The problem
Identify every line below that contains the word "woman" and copy each of those lines.

Lines from an annotation dataset
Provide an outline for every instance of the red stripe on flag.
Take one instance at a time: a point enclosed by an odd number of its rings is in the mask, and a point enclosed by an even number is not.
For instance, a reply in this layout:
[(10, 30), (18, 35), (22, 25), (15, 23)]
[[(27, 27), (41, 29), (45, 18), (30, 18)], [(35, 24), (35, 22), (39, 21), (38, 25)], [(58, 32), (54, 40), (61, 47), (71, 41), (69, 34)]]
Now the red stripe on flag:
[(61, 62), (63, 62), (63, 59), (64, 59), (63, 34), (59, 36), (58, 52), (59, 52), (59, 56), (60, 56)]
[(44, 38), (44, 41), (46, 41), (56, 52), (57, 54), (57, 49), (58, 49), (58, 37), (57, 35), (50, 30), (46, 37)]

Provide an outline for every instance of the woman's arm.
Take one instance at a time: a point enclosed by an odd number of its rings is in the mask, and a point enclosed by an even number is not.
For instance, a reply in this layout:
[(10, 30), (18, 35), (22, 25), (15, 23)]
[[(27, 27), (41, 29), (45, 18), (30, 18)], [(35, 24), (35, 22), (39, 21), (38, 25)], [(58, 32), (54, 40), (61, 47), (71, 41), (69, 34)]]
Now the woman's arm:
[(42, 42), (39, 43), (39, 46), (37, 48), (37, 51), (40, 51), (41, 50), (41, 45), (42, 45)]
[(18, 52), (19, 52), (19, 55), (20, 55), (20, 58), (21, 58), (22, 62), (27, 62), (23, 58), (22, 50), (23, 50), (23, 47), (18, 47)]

==

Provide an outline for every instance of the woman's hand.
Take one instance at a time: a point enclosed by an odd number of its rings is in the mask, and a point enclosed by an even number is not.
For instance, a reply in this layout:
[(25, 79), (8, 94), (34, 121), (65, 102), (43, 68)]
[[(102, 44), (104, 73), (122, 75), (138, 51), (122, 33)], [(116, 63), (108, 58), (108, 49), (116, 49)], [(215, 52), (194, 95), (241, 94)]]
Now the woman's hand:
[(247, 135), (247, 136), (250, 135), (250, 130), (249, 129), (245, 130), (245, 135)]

Task output
Provide an outline for every instance of the woman's arm.
Now the woman's arm:
Provide an outline for every instance of the woman's hand.
Now the woman's hand:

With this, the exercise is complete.